# WORK TO DO
Pick up the interview with Arnold Dreyblatt below at the point where it stops, and carry it on in the same voice.

# PASSAGE GIVEN
-----
How would you describe the new record?

These recordings represent our current concert program. Many of the pieces have been in development for many years. The second side is unusual for me, appearing in an extended format. It’s based on a number of shorter performance pieces which seamlessly morphed into a longer format. I read a comment on Instagram from someone who said that this piece has all aspects of Dreyblatt within it. I don’t disagree!

What would you consider to be the ideal listening conditions for listeners to fully engage with Resolve?

Loud, immersive!

Resolve by Arnold Dreyblatt & The Orchestra of Excited Strings

How do you view the current state of experimental music?

What one might call the experimental music scene today is vastly different from the world in which I began creating music. In the 60s and 70s this world was incredibly small, everyone knew each other, not just in downtown New York City, but also across the States and in Europe. In the States activity was mainly centered in New York, on the West Coast, a few college campuses such as Wesleyan and Mills College (which just closed) and some other colleges and universities where specific composers were teaching. In Europe it was much more academic – if you wanted to be experimental you had only the choice of Free Jazz or the conservatory route. Access to rare recordings was difficult, through word of mouth and those unusual personalities working in record stores and college or independent radio stations who would make suggestions. Now this world has truly exploded as recordings from the past and the present from all genres and cultures are easily accessible. The younger generation is vastly knowledgeable but there has been a bit of what I would call re-inventing the wheel in some cases. But it’s largely positive!

Drag City is a label that is open to the moment and unconcerned with genre boundaries. Could you talk about your history with Drag City and how important it is to have established indies like them in today’s challenging music industry landscape? 

In 1996 I received a fax from someone named Jim O’Rourke asking me about re-releasing my first record Nodal Excitation on his Dexter’s Cigar reprint sub-label for Drag City. That record had originally been released in 1982 on the India Navigation label in a series curated by Phill Niblock, but had quickly been disappeared from view. To make a long story short, I travelled to Chicago a number of times and quickly understood that there were revolutionary shifts afloat that would fundamentally change musical culture. Jim and Drag City were at the forefront of these changes – erasing genre borders and introducing experimental music to a larger public. To put it another way, young people no longer needed to have song-form and were suddenly open to listening to sound itself.
-----
# INFORMATION SUPPLIED

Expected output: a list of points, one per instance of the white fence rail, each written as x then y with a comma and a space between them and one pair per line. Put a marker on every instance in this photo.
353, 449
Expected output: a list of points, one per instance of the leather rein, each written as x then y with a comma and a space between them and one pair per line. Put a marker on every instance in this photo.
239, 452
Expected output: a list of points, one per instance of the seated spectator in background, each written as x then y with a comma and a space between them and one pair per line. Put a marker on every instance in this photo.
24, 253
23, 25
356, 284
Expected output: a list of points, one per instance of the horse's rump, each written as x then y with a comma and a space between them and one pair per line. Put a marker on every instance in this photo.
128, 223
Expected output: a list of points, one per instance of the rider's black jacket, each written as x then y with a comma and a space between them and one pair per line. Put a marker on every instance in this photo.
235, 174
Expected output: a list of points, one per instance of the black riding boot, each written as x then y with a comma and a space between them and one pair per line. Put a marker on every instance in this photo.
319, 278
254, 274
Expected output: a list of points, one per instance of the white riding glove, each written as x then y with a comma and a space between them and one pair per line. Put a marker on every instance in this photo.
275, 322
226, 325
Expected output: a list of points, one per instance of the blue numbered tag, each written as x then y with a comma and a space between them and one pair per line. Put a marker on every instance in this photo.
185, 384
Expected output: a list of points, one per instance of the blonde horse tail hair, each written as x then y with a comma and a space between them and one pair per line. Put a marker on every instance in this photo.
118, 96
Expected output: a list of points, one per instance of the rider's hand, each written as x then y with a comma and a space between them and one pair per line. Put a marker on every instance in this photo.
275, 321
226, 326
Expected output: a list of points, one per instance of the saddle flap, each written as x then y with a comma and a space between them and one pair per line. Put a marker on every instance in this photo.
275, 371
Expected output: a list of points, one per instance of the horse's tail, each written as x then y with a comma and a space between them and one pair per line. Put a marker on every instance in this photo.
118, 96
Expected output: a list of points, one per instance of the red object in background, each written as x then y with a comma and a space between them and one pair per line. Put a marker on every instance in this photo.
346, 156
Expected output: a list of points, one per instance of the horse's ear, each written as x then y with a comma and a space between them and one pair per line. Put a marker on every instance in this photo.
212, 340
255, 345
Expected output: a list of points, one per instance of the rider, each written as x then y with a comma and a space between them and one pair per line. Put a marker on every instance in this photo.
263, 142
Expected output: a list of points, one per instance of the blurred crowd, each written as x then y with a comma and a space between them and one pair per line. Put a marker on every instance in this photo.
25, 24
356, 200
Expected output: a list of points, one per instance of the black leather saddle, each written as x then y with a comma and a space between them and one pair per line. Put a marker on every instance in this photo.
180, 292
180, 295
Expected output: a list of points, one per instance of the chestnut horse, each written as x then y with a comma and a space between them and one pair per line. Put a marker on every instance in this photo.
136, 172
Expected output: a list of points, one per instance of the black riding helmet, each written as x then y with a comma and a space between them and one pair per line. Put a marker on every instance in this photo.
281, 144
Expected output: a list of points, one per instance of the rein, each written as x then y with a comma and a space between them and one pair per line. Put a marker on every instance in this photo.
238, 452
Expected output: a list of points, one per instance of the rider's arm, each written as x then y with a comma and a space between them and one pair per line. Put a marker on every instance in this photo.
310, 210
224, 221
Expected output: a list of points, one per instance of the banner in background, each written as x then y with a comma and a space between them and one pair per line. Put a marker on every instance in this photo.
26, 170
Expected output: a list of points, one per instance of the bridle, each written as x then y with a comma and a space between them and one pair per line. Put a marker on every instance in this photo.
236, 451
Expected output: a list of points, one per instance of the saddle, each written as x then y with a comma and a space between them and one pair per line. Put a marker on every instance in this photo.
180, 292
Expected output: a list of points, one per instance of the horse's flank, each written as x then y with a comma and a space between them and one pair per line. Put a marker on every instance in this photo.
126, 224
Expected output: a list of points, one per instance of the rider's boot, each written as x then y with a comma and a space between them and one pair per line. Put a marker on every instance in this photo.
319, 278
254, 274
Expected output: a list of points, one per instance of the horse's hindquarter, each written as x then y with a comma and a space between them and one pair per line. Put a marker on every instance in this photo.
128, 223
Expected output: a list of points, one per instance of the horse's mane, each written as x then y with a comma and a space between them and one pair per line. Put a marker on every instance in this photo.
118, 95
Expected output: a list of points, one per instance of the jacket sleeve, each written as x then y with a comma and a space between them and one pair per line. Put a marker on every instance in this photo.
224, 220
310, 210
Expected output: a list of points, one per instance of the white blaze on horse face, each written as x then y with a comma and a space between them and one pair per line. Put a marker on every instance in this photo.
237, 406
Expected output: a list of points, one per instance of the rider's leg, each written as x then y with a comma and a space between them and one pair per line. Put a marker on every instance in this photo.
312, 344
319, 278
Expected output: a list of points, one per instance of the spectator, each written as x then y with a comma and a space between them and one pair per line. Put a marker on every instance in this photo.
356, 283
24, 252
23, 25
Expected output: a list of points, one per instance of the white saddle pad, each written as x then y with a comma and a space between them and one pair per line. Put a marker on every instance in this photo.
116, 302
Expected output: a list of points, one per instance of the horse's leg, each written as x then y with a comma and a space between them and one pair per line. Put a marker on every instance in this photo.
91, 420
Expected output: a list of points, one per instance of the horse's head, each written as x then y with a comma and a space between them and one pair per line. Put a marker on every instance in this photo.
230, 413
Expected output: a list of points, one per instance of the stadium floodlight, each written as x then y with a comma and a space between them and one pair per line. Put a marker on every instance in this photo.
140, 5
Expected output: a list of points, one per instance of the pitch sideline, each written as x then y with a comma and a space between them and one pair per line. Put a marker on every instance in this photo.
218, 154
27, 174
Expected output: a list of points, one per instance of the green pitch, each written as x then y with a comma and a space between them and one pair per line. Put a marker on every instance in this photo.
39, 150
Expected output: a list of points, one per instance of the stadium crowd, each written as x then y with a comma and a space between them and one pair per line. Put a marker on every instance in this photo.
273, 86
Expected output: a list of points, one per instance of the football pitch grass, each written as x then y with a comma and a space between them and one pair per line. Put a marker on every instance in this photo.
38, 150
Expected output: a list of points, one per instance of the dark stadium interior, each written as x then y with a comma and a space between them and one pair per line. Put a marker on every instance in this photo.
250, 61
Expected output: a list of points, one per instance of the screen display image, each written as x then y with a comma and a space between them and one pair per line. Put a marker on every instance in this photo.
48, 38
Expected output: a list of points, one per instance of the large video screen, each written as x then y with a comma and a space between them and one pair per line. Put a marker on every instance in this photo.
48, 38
-----
# WRITTEN RESPONSE
Do you have any music-making rituals?

Taking a deep breath before performing.  Otherwise, no.

What motivates you to make music? Who inspires you?

These questions are mutually entangled but hard to unpack. Of course, in the 70s, as I began to make music, there were many figures who were important to me, and I was lucky to have close personal contact with many of them. There are always multiple influences. In my case: working with electronic signals in early video art, going to the Fillmore East in high school, early listening to ethnographic recordings of non-western music, immersion in the downtown New York scene in the 70s – just to name a few. I think that back then there was a music in my imagination that I wanted to hear that didn’t seem to exist. I was coming from a visual art background and was therefore an autodidact – I learned on my own, and took what I needed in creating my music and instrumentation. But I have found that that motivation and inspiration continually changes over time!

Oren Ambarchi released Tonic 19-01-2001 on his Black Truffle label earlier this year. It’s an archival recording of a trio Tony Conrad, Jim O’Rourke and yourself played as only once. Could you talk about that performance and what it was like working with the two of them?

In late 2000 I was invited by my old friend, musician and music archivist David Weinstein to participate in this cross-generational concert program at the legendary Tonic in New York. The event was special as a statement of what one might call a sort of lineage, in that the initial spark from Tony in the early 60s passes through me (as both a student at the University of Buffalo and also a student of La Monte Young) and then through Jim who was partially responsible for the re-emergence of both of our musics. 

In the liner notes to this recording I wrote: “When the three of us climbed onto that little stage at Tonic on January 19, 2001 to join Tony as he reached the conclusion of his solo set, we both understood that we were entrusted with seamlessly fitting into Tony’s sonic universe. Jim had performed with Tony many times in earlier years, and one might say that my entire musical output is in response to Tony’s legacy.”

There were two nights in which first my orchestra performed, then Jim and Tony performed solo, and then we played all together. The first recording was unusable and I had thought that the second recording was lost. Oren prodded me to look more deeply into my archives, and we were all surprised at the recording quality of this performance when the tape was discovered. I am very thankful that Tony’s son Ted allowed us to release this performance.

I understand that Jim O’Rourke is an important figure for you, in that he helped introduce your music to a wider audience. Jim has opened many doors to a lot of ears and remains an inspiring figure. Tell us about your relationship with Jim and how you view his music? Are there any plans for further collaborations?

As I said earlier, Jim’s role has been unprecedented. He had already been instrumental in helping to re-introduce Tony to a new audience and then to followed that up with igniting a sustained interest in my own music for a younger generation. It would be a generation which could appreciate minimalism while ignoring the traditional categorie of composer, performer, producer and song-form as well. I was privileged to share a tour with Oren Ambarchi, Konrad Sprenger and Jim in Japan in 2017 which included a collaboration with Jim’s community of musicians in Tokyo. His musical output continues to amaze me! We keep in touch and I would love to visit him and Eiko [Ishibashi] again in the near future.

Are you taking the orchestra on the road and can we expect some UK stops?

The orchestra would love to perform in the UK – please spread the word!

What’s next for you?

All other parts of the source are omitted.